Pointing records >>
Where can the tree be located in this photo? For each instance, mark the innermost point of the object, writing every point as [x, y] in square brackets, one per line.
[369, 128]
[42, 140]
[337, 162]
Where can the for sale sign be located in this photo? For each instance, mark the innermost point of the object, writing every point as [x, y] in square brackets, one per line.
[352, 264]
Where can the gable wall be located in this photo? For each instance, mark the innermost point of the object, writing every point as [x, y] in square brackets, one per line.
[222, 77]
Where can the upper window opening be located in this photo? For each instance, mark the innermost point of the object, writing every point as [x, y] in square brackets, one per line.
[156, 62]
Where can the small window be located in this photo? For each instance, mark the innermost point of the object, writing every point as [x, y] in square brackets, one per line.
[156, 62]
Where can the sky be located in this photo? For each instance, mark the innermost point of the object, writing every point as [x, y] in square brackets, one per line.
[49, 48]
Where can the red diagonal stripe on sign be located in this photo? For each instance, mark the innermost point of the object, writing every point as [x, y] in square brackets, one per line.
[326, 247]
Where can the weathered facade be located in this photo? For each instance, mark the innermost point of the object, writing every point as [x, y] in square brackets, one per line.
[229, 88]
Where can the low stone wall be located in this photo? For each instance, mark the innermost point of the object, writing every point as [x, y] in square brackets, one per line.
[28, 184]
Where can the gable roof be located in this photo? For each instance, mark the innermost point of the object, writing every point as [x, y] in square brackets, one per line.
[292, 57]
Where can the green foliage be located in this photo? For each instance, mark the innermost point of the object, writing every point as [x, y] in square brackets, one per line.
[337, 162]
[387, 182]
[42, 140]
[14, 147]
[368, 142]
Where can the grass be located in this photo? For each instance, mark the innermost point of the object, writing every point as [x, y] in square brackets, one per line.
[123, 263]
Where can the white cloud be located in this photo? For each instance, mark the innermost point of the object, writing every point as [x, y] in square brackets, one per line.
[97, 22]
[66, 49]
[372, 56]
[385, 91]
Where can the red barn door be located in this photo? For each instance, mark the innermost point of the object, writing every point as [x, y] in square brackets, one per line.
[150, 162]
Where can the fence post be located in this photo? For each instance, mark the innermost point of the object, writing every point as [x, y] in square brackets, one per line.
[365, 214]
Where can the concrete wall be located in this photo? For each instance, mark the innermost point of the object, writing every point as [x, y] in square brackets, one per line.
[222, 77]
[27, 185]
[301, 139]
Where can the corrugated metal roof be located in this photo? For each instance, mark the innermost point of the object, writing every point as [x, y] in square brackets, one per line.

Written instruction >> Turn the lines from the one containing "Where can the gable roof" through the end of the records into a Markdown table with the columns Row and Line, leaving out blank lines.

Exercise solution >>
| Row | Line |
|---|---|
| 1 | Where can the gable roof be located in this photo? For each instance, mark the innermost point of the object, writing every point as [x, y] in square brackets, one per line. |
| 2 | [292, 57] |
| 3 | Where can the green foliage be located in this photo? For each instance, mark the innermost point of the object, writing every point as [x, y] in square brackets, one per line. |
| 4 | [337, 162] |
| 5 | [387, 182] |
| 6 | [42, 140] |
| 7 | [14, 147] |
| 8 | [368, 142] |
| 9 | Where can the grass be located in this photo? For each instance, mark the innermost point of the object, writing every point as [x, y] in square brackets, one per line. |
| 10 | [123, 263] |
| 11 | Where can the white cloud be located in this photo? For each instance, mark the innermost point of the object, writing every point as [x, y] in square brackets, one per line. |
| 12 | [97, 22] |
| 13 | [66, 49] |
| 14 | [372, 56] |
| 15 | [385, 91] |
| 16 | Where can the red barn door be located in this photo? For each instance, mark the innermost point of the object, writing every point as [x, y] in square brackets, one per line. |
| 17 | [150, 162] |
| 18 | Where can the fence post be located in this photo? For each instance, mark the innermost point of the object, writing every point as [x, y] in square brackets, one per line. |
| 19 | [365, 214] |
| 20 | Where can the concrete wall be located in this photo? For each instance, mark the innermost point of the object, writing every point as [x, y] in square brackets, one per line. |
| 21 | [222, 77] |
| 22 | [27, 185] |
| 23 | [301, 139] |
| 24 | Where can the corrugated metal roof be located in this photo? For each instance, mark the innermost point of the object, writing every point as [x, y] in square brackets, one per line. |